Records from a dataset
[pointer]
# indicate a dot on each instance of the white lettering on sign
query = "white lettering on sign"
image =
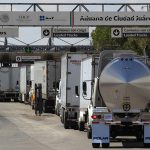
(111, 18)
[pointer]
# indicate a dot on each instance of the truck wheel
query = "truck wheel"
(95, 145)
(105, 145)
(89, 133)
(66, 126)
(81, 126)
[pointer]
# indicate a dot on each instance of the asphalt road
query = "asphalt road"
(20, 129)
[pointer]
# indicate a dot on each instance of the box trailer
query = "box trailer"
(89, 70)
(70, 88)
(48, 74)
(9, 83)
(25, 83)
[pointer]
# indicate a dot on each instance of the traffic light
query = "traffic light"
(28, 49)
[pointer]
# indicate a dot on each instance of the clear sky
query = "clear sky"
(30, 34)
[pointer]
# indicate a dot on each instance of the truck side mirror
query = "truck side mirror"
(77, 91)
(84, 88)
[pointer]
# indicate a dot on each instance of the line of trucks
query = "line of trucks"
(106, 94)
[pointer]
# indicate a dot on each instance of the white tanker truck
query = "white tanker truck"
(123, 87)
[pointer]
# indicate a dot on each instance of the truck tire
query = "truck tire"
(95, 145)
(105, 145)
(89, 133)
(81, 126)
(66, 126)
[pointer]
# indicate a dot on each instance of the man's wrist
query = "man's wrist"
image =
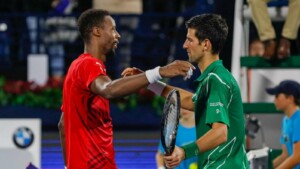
(153, 75)
(191, 150)
(157, 87)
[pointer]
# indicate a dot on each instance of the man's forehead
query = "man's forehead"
(109, 20)
(191, 32)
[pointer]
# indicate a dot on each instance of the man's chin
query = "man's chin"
(111, 53)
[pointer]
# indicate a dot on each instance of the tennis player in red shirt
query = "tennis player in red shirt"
(86, 126)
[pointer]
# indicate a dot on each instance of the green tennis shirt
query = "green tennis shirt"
(218, 99)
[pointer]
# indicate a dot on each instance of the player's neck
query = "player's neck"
(95, 52)
(206, 61)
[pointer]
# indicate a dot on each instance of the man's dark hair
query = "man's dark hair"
(212, 27)
(89, 19)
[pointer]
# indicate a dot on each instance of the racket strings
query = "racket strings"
(171, 123)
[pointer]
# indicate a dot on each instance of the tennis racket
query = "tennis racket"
(170, 120)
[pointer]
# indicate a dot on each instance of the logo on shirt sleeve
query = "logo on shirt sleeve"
(101, 68)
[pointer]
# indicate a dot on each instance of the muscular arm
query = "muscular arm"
(107, 88)
(61, 129)
(292, 160)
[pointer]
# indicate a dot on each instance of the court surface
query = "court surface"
(134, 149)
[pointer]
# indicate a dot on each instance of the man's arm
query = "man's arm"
(292, 160)
(107, 88)
(61, 129)
(283, 156)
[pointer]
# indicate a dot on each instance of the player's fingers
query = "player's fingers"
(127, 71)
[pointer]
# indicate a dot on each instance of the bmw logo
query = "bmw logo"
(23, 137)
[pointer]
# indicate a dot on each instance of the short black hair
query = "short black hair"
(89, 19)
(212, 27)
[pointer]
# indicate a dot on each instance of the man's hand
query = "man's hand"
(176, 68)
(175, 158)
(131, 71)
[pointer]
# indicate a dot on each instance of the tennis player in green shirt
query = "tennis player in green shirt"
(217, 102)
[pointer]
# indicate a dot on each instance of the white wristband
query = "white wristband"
(153, 75)
(157, 87)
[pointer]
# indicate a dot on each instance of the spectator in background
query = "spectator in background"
(266, 30)
(256, 48)
(186, 134)
(287, 99)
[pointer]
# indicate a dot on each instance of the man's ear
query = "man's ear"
(97, 31)
(207, 44)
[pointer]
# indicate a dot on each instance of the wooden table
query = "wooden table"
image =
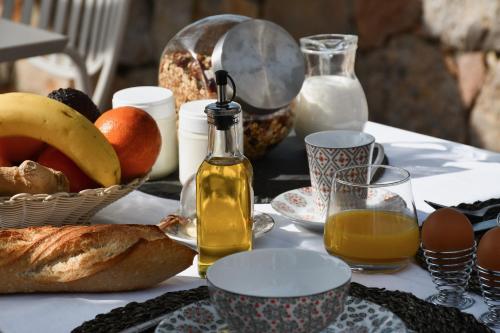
(18, 41)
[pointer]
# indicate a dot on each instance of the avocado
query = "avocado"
(77, 100)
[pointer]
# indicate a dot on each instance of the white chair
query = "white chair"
(95, 30)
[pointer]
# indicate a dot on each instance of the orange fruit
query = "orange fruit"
(135, 136)
(56, 160)
(20, 148)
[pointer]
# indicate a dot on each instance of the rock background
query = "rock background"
(430, 66)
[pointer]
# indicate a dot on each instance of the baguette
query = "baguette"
(99, 258)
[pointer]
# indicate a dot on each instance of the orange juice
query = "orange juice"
(371, 237)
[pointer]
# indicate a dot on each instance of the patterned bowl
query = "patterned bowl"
(278, 290)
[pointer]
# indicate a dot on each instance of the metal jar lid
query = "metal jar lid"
(265, 62)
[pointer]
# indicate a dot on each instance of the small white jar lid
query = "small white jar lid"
(157, 101)
(192, 117)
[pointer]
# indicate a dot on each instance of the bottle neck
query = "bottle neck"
(331, 63)
(223, 143)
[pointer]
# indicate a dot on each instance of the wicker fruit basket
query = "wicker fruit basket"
(24, 210)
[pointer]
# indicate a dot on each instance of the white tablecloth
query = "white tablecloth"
(442, 171)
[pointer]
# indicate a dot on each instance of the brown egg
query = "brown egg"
(447, 230)
(488, 251)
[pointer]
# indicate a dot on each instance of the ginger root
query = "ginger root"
(31, 177)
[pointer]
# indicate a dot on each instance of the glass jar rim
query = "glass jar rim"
(328, 43)
(405, 176)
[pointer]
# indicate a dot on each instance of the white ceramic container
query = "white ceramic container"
(279, 290)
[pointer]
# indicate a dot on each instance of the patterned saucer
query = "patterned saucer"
(298, 206)
(359, 316)
(186, 234)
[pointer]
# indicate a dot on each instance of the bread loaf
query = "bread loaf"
(97, 258)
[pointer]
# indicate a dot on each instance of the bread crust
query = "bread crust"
(98, 258)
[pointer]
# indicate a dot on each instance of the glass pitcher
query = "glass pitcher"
(331, 96)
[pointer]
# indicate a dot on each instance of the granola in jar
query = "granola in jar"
(188, 77)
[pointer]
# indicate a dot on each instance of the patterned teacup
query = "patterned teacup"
(330, 151)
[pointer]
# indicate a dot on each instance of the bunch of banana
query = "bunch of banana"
(42, 118)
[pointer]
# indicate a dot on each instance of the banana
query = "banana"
(42, 118)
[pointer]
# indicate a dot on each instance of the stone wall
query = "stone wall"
(430, 66)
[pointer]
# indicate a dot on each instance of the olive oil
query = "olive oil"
(224, 195)
(224, 199)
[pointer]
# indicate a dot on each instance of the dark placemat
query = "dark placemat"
(419, 316)
(473, 285)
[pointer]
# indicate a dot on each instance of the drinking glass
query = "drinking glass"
(371, 221)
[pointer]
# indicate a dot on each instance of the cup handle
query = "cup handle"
(379, 158)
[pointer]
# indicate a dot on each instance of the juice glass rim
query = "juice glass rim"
(405, 176)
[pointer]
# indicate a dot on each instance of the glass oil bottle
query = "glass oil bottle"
(224, 195)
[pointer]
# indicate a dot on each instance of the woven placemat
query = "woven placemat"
(473, 285)
(419, 316)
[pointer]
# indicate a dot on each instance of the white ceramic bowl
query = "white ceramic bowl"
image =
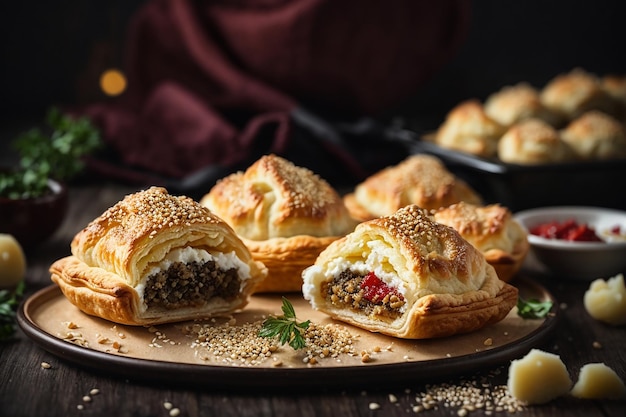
(577, 260)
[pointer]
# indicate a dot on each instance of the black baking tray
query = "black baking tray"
(520, 187)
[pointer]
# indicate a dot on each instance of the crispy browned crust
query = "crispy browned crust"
(573, 93)
(112, 254)
(492, 230)
(285, 214)
(449, 286)
(596, 135)
(419, 179)
(533, 141)
(468, 128)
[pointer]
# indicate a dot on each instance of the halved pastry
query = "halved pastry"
(156, 258)
(407, 276)
(493, 230)
(285, 214)
(419, 179)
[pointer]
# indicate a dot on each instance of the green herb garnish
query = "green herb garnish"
(9, 300)
(286, 327)
(533, 308)
(57, 155)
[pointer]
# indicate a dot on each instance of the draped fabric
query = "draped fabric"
(214, 82)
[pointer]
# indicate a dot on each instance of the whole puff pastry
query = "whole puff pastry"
(285, 214)
(419, 179)
(407, 276)
(491, 229)
(574, 93)
(156, 258)
(518, 102)
(596, 135)
(615, 87)
(533, 141)
(469, 129)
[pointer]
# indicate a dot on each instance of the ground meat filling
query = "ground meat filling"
(351, 290)
(190, 284)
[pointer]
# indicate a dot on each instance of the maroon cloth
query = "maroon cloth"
(205, 77)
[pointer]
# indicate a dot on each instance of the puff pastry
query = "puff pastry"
(285, 214)
(574, 93)
(419, 179)
(156, 258)
(469, 129)
(531, 142)
(407, 276)
(518, 102)
(615, 87)
(596, 135)
(491, 229)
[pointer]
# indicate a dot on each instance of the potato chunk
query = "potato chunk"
(538, 377)
(12, 261)
(598, 381)
(606, 300)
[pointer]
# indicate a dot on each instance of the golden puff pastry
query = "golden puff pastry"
(615, 87)
(407, 276)
(156, 258)
(491, 229)
(574, 93)
(285, 214)
(467, 128)
(419, 179)
(596, 135)
(518, 102)
(533, 141)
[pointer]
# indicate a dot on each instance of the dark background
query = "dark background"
(52, 51)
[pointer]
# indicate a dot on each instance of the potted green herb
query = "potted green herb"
(33, 196)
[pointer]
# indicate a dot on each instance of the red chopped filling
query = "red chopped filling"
(375, 290)
(567, 230)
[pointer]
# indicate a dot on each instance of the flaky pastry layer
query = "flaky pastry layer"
(492, 230)
(407, 276)
(120, 263)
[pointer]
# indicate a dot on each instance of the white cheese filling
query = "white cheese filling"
(188, 255)
(373, 262)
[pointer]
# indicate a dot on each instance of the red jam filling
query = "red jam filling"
(567, 230)
(375, 290)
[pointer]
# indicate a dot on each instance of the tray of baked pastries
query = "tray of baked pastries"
(523, 140)
(273, 273)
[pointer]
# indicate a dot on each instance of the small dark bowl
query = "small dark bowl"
(33, 220)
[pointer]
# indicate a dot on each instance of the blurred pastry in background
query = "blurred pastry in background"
(574, 93)
(468, 128)
(518, 102)
(533, 141)
(615, 86)
(493, 230)
(285, 214)
(419, 179)
(596, 135)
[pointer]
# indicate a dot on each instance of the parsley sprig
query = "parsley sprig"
(533, 308)
(57, 154)
(9, 300)
(286, 327)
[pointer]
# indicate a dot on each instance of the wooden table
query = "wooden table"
(27, 389)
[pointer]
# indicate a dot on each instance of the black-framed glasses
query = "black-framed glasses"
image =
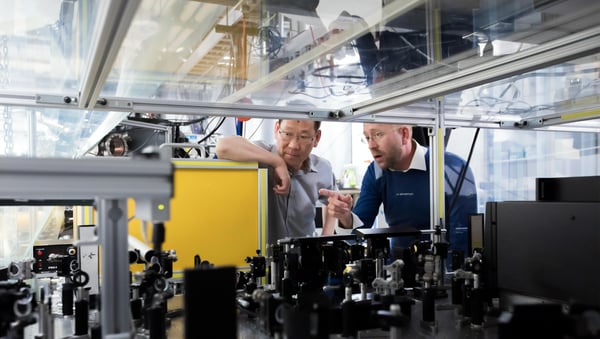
(376, 137)
(301, 138)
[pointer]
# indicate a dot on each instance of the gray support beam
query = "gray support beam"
(110, 181)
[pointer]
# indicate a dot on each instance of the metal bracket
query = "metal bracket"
(56, 99)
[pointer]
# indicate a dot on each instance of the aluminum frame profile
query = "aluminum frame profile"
(568, 48)
(114, 23)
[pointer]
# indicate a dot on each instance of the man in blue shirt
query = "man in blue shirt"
(398, 178)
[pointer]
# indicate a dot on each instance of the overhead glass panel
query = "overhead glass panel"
(57, 133)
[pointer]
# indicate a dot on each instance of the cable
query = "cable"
(463, 173)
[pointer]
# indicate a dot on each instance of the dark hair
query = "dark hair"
(317, 123)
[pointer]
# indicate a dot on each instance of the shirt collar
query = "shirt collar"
(418, 160)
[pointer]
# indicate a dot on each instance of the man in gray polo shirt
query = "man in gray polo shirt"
(295, 176)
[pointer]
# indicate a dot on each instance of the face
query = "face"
(390, 145)
(295, 140)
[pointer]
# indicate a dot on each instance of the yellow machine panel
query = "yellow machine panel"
(217, 213)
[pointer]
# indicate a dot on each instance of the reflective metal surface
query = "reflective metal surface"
(496, 64)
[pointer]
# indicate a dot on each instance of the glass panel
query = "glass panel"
(51, 132)
(570, 90)
(507, 162)
(324, 54)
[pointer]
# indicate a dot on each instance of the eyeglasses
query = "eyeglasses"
(302, 138)
(376, 137)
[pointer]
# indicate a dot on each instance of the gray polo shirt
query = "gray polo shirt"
(293, 215)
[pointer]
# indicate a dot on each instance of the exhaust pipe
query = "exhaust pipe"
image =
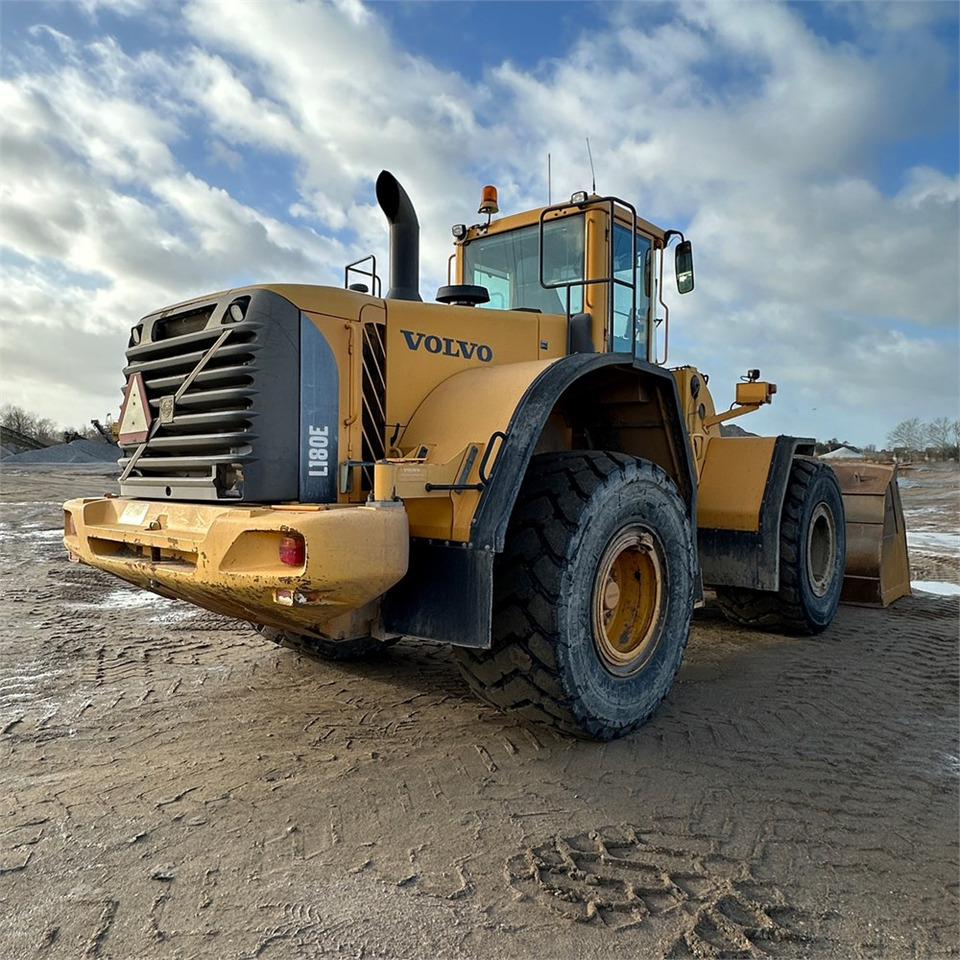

» PROBLEM DETAILS
Report, in full, every line in the items above that contains the word "puff".

» THE ANSWER
# indicate a dot on each instance of the whole puff pastry
query = "whole puff pastry"
# indicate a dot on each instance of the puff pastry
query = "puff pastry"
# indicate a dot on each instance of the golden puff pastry
query = "golden puff pastry"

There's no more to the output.